--- start ---

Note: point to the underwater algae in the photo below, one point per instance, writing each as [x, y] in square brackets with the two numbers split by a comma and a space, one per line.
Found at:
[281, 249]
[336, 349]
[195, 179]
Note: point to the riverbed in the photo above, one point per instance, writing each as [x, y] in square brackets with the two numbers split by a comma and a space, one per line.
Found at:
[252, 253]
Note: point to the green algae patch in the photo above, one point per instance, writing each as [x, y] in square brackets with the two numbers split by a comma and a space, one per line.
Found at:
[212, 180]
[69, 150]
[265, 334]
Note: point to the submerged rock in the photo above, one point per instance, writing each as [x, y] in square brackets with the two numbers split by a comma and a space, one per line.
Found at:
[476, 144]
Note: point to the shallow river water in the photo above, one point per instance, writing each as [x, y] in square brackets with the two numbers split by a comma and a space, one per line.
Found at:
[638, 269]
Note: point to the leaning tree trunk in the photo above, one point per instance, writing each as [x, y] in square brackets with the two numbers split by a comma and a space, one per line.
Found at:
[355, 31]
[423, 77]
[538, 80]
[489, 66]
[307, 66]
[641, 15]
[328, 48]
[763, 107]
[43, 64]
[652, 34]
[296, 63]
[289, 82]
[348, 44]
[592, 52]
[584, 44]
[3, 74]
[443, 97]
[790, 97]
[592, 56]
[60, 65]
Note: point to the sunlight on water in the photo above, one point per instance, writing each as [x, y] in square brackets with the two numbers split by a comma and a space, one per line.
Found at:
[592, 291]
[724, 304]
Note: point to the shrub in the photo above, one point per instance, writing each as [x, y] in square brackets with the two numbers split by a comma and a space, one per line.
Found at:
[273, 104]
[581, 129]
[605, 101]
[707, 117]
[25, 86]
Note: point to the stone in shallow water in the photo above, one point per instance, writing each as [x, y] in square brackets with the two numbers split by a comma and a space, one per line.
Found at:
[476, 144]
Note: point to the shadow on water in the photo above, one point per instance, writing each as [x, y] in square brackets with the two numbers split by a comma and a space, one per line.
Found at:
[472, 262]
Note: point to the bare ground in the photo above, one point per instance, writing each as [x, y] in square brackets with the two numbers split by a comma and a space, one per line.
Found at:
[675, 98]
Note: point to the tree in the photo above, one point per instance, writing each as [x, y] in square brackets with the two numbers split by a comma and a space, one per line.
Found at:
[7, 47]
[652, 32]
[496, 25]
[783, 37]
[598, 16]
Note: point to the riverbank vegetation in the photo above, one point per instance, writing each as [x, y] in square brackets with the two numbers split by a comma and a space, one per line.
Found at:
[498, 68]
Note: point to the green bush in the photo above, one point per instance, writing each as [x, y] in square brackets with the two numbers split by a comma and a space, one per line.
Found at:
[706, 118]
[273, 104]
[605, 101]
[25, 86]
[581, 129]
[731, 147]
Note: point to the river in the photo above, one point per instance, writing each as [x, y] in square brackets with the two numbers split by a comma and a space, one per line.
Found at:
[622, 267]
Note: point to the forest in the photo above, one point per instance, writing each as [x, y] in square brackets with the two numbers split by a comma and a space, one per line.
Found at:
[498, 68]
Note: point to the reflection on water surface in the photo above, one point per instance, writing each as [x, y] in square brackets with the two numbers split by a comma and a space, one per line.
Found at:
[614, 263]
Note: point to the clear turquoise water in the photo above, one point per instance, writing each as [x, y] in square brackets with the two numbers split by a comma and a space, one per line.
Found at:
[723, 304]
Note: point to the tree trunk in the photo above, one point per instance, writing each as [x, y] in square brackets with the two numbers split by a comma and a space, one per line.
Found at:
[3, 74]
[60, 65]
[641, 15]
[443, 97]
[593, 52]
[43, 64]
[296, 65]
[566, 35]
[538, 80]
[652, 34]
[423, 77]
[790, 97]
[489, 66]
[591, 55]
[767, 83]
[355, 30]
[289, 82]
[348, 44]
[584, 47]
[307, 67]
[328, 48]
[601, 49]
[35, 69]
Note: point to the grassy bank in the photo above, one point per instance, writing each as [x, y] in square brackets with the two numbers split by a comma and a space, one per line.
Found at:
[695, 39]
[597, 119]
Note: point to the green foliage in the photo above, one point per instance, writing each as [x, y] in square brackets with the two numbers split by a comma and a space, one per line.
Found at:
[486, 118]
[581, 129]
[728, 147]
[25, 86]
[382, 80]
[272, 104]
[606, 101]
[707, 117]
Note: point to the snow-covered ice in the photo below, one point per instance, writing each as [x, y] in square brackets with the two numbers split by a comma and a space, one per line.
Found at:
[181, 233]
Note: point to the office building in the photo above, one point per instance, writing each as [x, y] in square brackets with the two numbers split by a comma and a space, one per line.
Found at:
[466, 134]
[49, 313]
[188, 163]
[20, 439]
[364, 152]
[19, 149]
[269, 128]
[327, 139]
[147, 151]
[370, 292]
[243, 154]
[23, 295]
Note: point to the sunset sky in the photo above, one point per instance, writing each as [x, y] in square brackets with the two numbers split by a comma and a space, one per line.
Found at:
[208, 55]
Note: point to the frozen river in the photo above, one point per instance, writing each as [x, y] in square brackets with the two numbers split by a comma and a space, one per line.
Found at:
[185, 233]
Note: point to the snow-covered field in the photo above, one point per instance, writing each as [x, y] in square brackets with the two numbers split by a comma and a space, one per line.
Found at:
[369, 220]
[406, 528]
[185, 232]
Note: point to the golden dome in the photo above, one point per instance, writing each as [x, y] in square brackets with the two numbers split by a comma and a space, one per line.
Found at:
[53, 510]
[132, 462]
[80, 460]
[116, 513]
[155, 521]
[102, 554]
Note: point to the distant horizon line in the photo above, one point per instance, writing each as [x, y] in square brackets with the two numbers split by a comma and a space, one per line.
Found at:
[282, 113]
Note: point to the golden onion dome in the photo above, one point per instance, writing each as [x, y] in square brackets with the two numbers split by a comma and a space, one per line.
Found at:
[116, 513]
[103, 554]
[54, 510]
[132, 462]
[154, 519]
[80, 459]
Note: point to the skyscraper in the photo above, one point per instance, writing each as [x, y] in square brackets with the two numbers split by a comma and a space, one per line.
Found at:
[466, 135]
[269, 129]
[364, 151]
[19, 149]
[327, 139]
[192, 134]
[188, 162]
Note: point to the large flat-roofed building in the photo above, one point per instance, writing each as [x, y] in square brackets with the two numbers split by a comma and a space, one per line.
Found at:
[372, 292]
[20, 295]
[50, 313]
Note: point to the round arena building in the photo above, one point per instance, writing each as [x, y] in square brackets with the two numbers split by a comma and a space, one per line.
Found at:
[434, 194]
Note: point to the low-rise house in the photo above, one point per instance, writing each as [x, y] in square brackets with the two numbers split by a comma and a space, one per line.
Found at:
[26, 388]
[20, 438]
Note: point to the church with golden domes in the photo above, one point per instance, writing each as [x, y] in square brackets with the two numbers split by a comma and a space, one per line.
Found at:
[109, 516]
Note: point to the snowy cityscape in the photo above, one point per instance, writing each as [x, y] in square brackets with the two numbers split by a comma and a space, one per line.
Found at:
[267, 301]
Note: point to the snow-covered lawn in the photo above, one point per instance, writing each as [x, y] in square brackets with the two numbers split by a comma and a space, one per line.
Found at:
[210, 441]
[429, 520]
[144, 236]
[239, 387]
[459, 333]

--- end ---

| Written problem |
Return the lines above exactly, keeping every word.

| Task response |
Note: point to the underwater algae in the photo below, one point per instance, writing each as [x, y] in square brackets with the two numbers split by a comma and a space, one per line.
Found at:
[281, 249]
[336, 349]
[195, 179]
Note: point to the riverbed in the photo above, one point per instance, writing each as [x, y] in square brackets with the two numbers split by a comma and a space, one per line.
Found at:
[252, 253]
Note: point to the green algae patch in the photo above, one point per instance, writing each as [x, y] in square brackets with the two numbers split by a comma and a space, one per line.
Found at:
[212, 180]
[69, 150]
[265, 334]
Note: point to the submerged rock in the photo above, one point per instance, writing each as [x, y] in square brackets with the two numbers split by a comma and a space, one per line.
Found at:
[476, 144]
Note: point to the shallow river water in the photo above, one point per instance, writing each as [x, y] in square brackets with the two numbers split by a comma and a space, one per line.
Found at:
[638, 269]
Note: point to the leaning tree trunk in the photo above, one point per instance, writing each as [x, y] in square brackets with the two numbers split by a comma and a space, one per line.
Found at:
[355, 31]
[423, 77]
[538, 80]
[489, 66]
[307, 66]
[641, 15]
[328, 48]
[763, 107]
[43, 64]
[652, 34]
[296, 63]
[289, 82]
[348, 44]
[592, 52]
[584, 44]
[3, 74]
[443, 97]
[790, 97]
[592, 56]
[60, 65]
Note: point to the sunlight on water in the photo above, one point per instance, writing each as [x, y] in square brackets with the two numbers split by a comma and a space, one per line.
Found at:
[592, 291]
[724, 304]
Note: point to the shrub in the photo above, one point per instance, writing each as [x, y] in square brackets with the two numbers split by a comma and a space, one per line.
Found at:
[273, 104]
[581, 129]
[605, 101]
[707, 117]
[25, 86]
Note: point to the stone in shallow water in the photo above, one point per instance, writing each as [x, y] in square brackets with the two numbers split by a comma and a space, one per line.
Found at:
[476, 144]
Note: point to the shadow on water in the photo above, one point per instance, writing each as [x, y] in square brackets with the two numbers split by a comma and a space, one per line.
Found at:
[472, 262]
Note: point to the bare ground in the photo above, one point per instance, writing each as [x, y] in square brackets with the two numbers split by a comma and a space, one per line.
Found at:
[675, 98]
Note: point to the tree in the photo above, one point per instance, writing each as [x, y] in square brackets with the two numbers split by a comma and a space, one per line.
Found at:
[7, 47]
[652, 32]
[496, 25]
[783, 37]
[598, 16]
Note: point to the riverbank vegetation in the photo above, one point per instance, writing each as [x, y] in square brackets with the two numbers split by a comma and a space, one per line.
Found at:
[498, 68]
Note: point to the green bush in the photo above, one point per instance, writing each as [x, y] in square brackets with the two numbers split by a comma and a space, one per line.
Found at:
[706, 118]
[273, 104]
[605, 101]
[25, 86]
[581, 129]
[731, 147]
Note: point to the river in the photo above, one point per instance, writing each as [x, y] in square brackets with the two numbers split by a comma and a space, one per line.
Found at:
[622, 267]
Note: point to the forest in the photo above, one point per instance, writing each as [x, y] in square brackets with the two numbers split by a comma and a space, one per line.
Found at:
[498, 68]
Note: point to the reflection on water surface in the photo above, one point per instance, writing each as [x, y] in square brackets with the two numbers split by a comma and a space, one per line.
Found at:
[614, 263]
Note: point to the clear turquoise water in the photo above, one point per instance, writing each as [x, y] in square brackets with the two numbers split by a comma and a space, one per line.
Found at:
[723, 304]
Note: point to the tree trunk in the photo above, one point per instance, writing each as [x, y] in square brackets with the two numbers split by a comma and a space, one per line.
Found at:
[3, 74]
[60, 65]
[641, 15]
[443, 97]
[593, 52]
[43, 64]
[296, 65]
[566, 35]
[538, 80]
[652, 34]
[423, 77]
[790, 97]
[489, 66]
[591, 55]
[767, 83]
[355, 30]
[289, 82]
[348, 44]
[584, 47]
[307, 67]
[328, 48]
[601, 49]
[35, 69]
Note: point to the grassy bank in the photo above, one point per instance, writing each as [x, y] in square brackets with the two numbers split by a comma and a space, one per line.
Found at:
[695, 39]
[597, 119]
Note: point to the green foliage in the photo above, one point per instance, writing each as [x, y] in square brackets with the two numbers split by a comma and a space, one per line.
Found at:
[486, 118]
[581, 129]
[728, 147]
[25, 86]
[382, 80]
[272, 104]
[606, 101]
[707, 117]
Note: point to the snow-covered ice in the photo below, one point per instance, writing each as [x, y] in square brackets with the two numbers split by a comma and a space, one per line.
Found at:
[181, 233]
Note: point to the office building in the photo above, one point per instance, writing each as [x, y] in square brackets with the two numbers split by a comma and a space, one per line.
Found at:
[466, 134]
[49, 313]
[188, 163]
[20, 439]
[364, 152]
[19, 149]
[269, 128]
[327, 139]
[147, 151]
[370, 292]
[243, 154]
[23, 295]
Note: point to the sunset sky in the photo above, one point per instance, writing each as [x, y] in square brackets with the two numbers split by a comma and a space, one per line.
Found at:
[208, 55]
Note: point to the frozen river in the photo above, one point per instance, writing each as [x, y] in square brackets with the two numbers split by a comma and a space, one per line.
Found at:
[185, 233]
Note: point to the snow-covered field in the photo above, one point per instance, writing each as [x, y] in square brackets with the two numbers split by a comma and a space, one per line.
Found at:
[369, 220]
[406, 528]
[185, 232]
Note: point to the golden dome in the photo above, one point per instance, writing each as [x, y] in square brackets with the two numbers split by a comma and a space, one per line.
Found at:
[53, 510]
[132, 462]
[80, 460]
[116, 513]
[155, 521]
[102, 554]
Note: point to the distant horizon line in the photo above, one point per instance, writing each as [x, y] in square brackets with the two numbers split by a comma and a space, one per line.
Found at:
[282, 113]
Note: point to the golden onion dome in the photo above, one point per instance, writing each as [x, y] in square brackets with the two numbers split by a comma and a space, one per line.
Found at:
[116, 513]
[103, 554]
[54, 510]
[132, 462]
[154, 519]
[80, 459]
Note: point to the skyscraper in the photo above, one point per instance, writing each as [x, y] in square brackets with the two numbers split by a comma and a space, one per line.
Found at:
[466, 135]
[269, 129]
[364, 151]
[19, 149]
[327, 139]
[192, 134]
[188, 162]
Note: point to the large flat-roofed building in the photo above, one point per instance, writing each as [x, y] in square brackets with the two numbers split by a comma and a space, one per line.
Found at:
[372, 292]
[20, 295]
[50, 313]
Note: point to the round arena building in the photo above, one point per instance, writing each as [x, y] in square brackets with the two numbers split by a comma and a space, one per line.
Found at:
[434, 194]
Note: point to the low-rise house in the photo above, one point per instance, writing each as [x, y] in square brackets with the two numbers split by a comma and a space, one per line.
Found at:
[26, 388]
[20, 438]
Note: point to the church with golden domes in the photo above, one point per instance, writing each as [x, y] in square brackets with the two numbers split by a comma and a space, one per line.
Found at:
[109, 516]
Note: point to the snowy cityscape in the photo above, one point per instance, writing each as [x, y] in square brackets with the two numbers split by a comma and a space, one per line.
Found at:
[267, 301]
Note: point to the snow-covered lawn in the photo above, one point per instance, writing each as [x, y] in square brackets with the two numbers split by a comma and a space, one per line.
Found at:
[210, 441]
[429, 520]
[144, 236]
[239, 387]
[459, 333]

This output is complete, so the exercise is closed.